• **Fragmento del documento**

◇ ◇ ◇ ◇ ◇

El pasado sábado, en el centro cívico situado en la calle de Regomir de Barcelona, el colectivo Juan de Mairena celebró un homenaje a Antonio Machado y al exilio en general: al de verdad, al de 1939, el que está aparejado al sufrimiento, a los campos de desesperación y la muerte. Hubo discursos y proyecciones de vídeos. Algunos enormemente emotivos, como un reportaje de la televisión francesa con Joan Manuel Serrat en Colliure o una lectura de poemas machadianos a cargo de Fernando Fernán Gómez, Fernando Rey, Paco Rabal. Una grabación hecha en 1966 con motivo de un homenaje que se le quería rendir en Baeza y que el franquismo tuvo a bien prohibir. Machado pasó siete años en la ciudad jienense y conoció allí a Federico García Lorca, que fue a visitarle siendo aún estudiante.

A Barcelona llegó Machado en junio de 1938. Iba acompañado de su madre, Ana Ruiz, y de su hermano José y la esposa de éste, Matea Monedero. El otro hermano, Manuel, optó por vincularse a los rebeldes y escribir unas odas a Franco perfectamente olvidables desde una perspectiva literaria.

Se alojaron primero en el hotel Majestic, habitación 214. Una placa en la fachada recuerda el hecho. Luego se trasladaron a la torre Castanyer, en Sant Gervasi, propiedad de una familia de raigambre catalana, vinculada a los vencedores de la guerra incivil. Nada allí evoca el paso del poeta. Desde su llegada y hasta su partida en enero de 1939, publicó diversos textos en varios medios, incluyendo 26 artículos en La Vanguardia.

Luego emprendió el exilio. Unos tramos en coche y otros a pie, dando apoyo a su madre anciana que, sin embargo, le sobrevivió aún unos días.

◇ ◇ ◇ ◇ ◇

• **Qué se pide**
Prosigue el texto sobre la estancia de Antonio Machado en Barcelona y su exilio justo después de la última frase.

• **Registros enumerados**
◇ ◇ ◇ ◇ ◇

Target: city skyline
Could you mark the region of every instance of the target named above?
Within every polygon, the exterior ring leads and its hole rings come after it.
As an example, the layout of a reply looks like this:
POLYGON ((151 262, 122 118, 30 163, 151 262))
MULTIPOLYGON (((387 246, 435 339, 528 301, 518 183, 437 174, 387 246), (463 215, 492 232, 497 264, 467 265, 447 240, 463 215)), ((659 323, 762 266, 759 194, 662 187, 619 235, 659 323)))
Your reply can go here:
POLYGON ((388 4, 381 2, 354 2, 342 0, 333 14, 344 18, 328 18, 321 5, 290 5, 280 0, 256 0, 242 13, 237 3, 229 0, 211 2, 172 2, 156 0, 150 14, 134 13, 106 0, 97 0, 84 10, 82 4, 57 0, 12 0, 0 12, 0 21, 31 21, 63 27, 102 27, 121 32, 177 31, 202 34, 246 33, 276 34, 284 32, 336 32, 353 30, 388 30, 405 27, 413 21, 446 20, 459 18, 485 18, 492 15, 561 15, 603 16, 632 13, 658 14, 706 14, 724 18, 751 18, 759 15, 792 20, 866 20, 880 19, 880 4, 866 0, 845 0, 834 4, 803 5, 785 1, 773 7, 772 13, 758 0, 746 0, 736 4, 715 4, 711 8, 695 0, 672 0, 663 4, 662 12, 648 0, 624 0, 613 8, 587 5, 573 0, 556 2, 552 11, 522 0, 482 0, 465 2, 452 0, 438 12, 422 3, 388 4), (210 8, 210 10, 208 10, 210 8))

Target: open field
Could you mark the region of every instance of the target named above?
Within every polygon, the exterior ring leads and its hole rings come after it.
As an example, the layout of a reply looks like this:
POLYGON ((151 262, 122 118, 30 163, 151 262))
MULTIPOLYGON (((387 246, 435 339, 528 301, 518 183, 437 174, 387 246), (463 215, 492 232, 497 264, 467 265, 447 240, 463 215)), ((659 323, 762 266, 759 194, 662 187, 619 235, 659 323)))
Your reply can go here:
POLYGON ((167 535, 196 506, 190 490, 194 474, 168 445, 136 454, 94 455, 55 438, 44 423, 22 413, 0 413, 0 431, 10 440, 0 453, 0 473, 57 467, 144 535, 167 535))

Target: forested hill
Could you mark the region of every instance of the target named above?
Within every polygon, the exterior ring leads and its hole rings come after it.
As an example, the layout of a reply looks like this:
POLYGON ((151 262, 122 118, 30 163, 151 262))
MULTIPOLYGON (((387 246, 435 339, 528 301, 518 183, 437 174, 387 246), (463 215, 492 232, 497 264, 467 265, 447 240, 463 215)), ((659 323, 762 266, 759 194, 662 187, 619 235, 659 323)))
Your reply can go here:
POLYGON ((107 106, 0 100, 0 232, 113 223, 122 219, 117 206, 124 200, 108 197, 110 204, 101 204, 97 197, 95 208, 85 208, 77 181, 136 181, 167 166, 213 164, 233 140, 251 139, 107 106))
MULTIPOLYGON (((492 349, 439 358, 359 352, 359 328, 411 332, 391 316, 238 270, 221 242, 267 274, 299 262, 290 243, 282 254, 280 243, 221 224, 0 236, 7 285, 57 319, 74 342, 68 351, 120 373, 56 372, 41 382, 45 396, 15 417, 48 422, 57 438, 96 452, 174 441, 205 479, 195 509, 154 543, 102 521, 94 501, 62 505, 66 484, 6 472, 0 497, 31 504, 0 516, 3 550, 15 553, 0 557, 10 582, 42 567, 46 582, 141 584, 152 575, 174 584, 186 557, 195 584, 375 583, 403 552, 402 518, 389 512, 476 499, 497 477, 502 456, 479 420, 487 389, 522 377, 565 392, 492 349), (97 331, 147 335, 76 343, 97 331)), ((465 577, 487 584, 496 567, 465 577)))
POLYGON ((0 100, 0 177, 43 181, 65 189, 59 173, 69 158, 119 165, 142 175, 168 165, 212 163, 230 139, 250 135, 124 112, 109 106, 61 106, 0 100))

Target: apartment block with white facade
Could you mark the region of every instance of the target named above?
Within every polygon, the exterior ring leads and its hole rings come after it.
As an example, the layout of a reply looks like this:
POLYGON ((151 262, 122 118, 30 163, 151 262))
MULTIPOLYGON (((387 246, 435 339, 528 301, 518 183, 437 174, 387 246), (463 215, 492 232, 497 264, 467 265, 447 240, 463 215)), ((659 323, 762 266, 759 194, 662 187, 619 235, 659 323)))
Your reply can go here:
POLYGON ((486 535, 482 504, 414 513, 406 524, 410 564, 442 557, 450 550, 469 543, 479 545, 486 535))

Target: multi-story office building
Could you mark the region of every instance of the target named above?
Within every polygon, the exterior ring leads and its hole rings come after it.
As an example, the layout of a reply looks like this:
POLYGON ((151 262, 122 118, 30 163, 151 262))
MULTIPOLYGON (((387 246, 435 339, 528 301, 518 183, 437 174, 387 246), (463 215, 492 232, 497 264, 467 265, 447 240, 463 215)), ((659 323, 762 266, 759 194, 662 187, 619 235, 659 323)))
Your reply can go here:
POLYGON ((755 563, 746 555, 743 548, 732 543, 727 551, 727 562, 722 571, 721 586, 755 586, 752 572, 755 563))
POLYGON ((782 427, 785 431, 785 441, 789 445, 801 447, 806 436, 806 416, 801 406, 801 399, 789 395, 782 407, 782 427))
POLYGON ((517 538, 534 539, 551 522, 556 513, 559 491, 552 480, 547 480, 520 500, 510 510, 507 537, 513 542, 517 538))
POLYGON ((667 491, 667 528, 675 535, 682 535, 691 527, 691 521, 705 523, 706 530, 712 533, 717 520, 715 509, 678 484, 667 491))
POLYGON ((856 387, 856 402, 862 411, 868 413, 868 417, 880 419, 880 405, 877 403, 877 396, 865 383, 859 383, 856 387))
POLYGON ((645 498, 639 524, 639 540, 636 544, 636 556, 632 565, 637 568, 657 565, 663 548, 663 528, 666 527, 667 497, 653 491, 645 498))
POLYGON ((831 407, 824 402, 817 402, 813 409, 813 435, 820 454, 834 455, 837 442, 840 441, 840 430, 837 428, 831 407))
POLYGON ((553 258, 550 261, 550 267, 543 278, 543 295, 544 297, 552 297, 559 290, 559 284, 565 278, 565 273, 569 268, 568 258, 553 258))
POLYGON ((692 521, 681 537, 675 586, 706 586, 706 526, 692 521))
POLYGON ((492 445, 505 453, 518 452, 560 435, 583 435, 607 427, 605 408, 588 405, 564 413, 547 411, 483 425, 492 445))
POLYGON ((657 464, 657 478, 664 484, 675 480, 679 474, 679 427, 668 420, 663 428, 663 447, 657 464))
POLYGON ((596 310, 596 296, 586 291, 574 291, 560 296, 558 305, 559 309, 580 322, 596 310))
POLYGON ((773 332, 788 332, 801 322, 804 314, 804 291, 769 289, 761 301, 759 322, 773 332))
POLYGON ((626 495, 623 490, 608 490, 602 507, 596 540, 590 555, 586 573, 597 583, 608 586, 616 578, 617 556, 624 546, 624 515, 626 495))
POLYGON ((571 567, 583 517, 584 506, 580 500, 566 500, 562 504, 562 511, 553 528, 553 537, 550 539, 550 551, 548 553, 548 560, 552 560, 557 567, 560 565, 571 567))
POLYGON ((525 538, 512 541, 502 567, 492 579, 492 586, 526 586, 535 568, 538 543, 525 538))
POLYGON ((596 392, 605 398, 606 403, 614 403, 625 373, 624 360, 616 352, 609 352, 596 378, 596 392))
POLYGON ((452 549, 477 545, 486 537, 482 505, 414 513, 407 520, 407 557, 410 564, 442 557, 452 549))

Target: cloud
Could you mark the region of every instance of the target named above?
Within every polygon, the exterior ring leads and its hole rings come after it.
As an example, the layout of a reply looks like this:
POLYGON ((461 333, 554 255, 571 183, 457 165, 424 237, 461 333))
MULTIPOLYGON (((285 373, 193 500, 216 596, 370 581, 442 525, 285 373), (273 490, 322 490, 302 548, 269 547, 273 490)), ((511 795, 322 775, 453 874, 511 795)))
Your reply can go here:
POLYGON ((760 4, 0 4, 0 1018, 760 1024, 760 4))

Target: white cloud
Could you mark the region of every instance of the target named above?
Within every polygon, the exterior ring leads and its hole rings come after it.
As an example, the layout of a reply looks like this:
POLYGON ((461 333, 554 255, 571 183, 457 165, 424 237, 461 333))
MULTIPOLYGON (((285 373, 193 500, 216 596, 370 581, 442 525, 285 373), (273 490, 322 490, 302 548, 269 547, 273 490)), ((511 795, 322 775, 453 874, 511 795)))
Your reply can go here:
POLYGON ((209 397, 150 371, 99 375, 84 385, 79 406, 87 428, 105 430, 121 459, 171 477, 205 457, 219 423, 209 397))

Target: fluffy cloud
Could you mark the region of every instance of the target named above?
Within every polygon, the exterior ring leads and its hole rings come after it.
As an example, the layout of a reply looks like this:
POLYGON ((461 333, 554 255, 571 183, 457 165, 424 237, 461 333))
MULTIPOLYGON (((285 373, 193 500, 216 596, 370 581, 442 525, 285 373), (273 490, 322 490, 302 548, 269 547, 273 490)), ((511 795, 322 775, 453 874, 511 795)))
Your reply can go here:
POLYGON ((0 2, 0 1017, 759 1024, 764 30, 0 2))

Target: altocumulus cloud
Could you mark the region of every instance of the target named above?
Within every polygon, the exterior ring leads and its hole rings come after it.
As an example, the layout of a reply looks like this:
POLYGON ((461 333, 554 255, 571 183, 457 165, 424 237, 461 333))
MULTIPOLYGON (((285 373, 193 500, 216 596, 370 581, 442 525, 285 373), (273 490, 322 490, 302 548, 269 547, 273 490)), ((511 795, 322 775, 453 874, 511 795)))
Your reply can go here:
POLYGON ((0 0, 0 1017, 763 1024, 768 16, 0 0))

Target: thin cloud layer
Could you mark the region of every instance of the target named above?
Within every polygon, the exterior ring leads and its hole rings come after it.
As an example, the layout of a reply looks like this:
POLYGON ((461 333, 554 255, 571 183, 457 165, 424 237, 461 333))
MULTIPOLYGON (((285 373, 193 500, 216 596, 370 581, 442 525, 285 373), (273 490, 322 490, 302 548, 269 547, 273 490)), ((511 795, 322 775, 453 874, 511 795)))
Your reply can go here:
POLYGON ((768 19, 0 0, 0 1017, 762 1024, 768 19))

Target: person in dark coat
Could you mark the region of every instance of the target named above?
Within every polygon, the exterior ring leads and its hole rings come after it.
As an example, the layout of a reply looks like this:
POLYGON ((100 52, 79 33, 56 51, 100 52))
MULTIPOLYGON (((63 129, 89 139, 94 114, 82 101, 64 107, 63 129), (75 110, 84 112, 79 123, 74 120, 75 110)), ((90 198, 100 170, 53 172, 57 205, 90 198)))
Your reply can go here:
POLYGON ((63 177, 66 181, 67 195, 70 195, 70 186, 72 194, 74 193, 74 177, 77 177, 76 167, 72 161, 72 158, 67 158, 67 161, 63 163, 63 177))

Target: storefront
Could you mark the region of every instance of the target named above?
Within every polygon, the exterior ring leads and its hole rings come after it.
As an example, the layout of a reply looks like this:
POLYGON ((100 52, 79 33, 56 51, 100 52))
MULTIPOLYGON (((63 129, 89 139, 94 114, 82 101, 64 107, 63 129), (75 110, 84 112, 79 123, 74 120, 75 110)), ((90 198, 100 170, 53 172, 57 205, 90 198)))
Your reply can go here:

◇ ◇ ◇ ◇ ◇

• **Respuesta al ejercicio**
El trayecto hasta Francia lo narró muy bien su amigo, el filósofo catalán Joaquín Xirau, en un texto que fue repartido a los asistentes al homenaje. A la frontera, recuerda Xirau, “la madre de Machado llegó empapada de agua. Entró en la caseta de los gendarmes y se sentó al lado de la estufa. Con el pelo blanquísimo, chorreante y la cara mojada su perfil correcto y delicado se destacaba con belleza singular. Tenía 97 años. No había estado nunca enferma. Ahora no sabía lo que le pasaba”.

Llegaron a Colliure y se hospedaron en una pensión desde donde Machado escribió al menos dos cartas: una al poeta José Bergamín y otra a Pío Baroja. En ambas daba cuenta de su fragilidad y pedía ayuda hasta que pudiera valerse por sí mismo. No le alcanzó la respuesta. Murió y sigue allí la tumba que le acoge desde entonces, visitada por republicanos antifascistas que la adornan con flores y le dejan poemillas como mensaje.

Los organizadores del homenaje se comprometieron a conseguir que Barcelona reconozca su deuda con el poeta integrándose en la red de ciudades machadianas. Una red formada por la localidades donde vivió Machado: Sevilla, Baeza, Soria, Segovia, Rocafort y Colliure. Faltan Madrid y Barcelona. La primera rechazó explícitamente reconocerse como machadiana en los tiempos en los que ocupaba la alcaldía una tal Ana Botella. Barcelona no ha hecho el gesto.

Que Barcelona no sea ciudad machadiana es una consecuencia lógica de la deriva amarillenta de su actual gobierno. Apenas 24 horas después del homenaje en Barcelona, Pedro Sánchez depositaba unas flores en la tumba de Colliure, mientras un grupo de independentistas lo abucheaba. Es curiosa la tendencia de Ada Colau a estar siempre más cerca de los “escuadristas” (la expresión es de López Bulla) de Torra que de los lectores de Machado.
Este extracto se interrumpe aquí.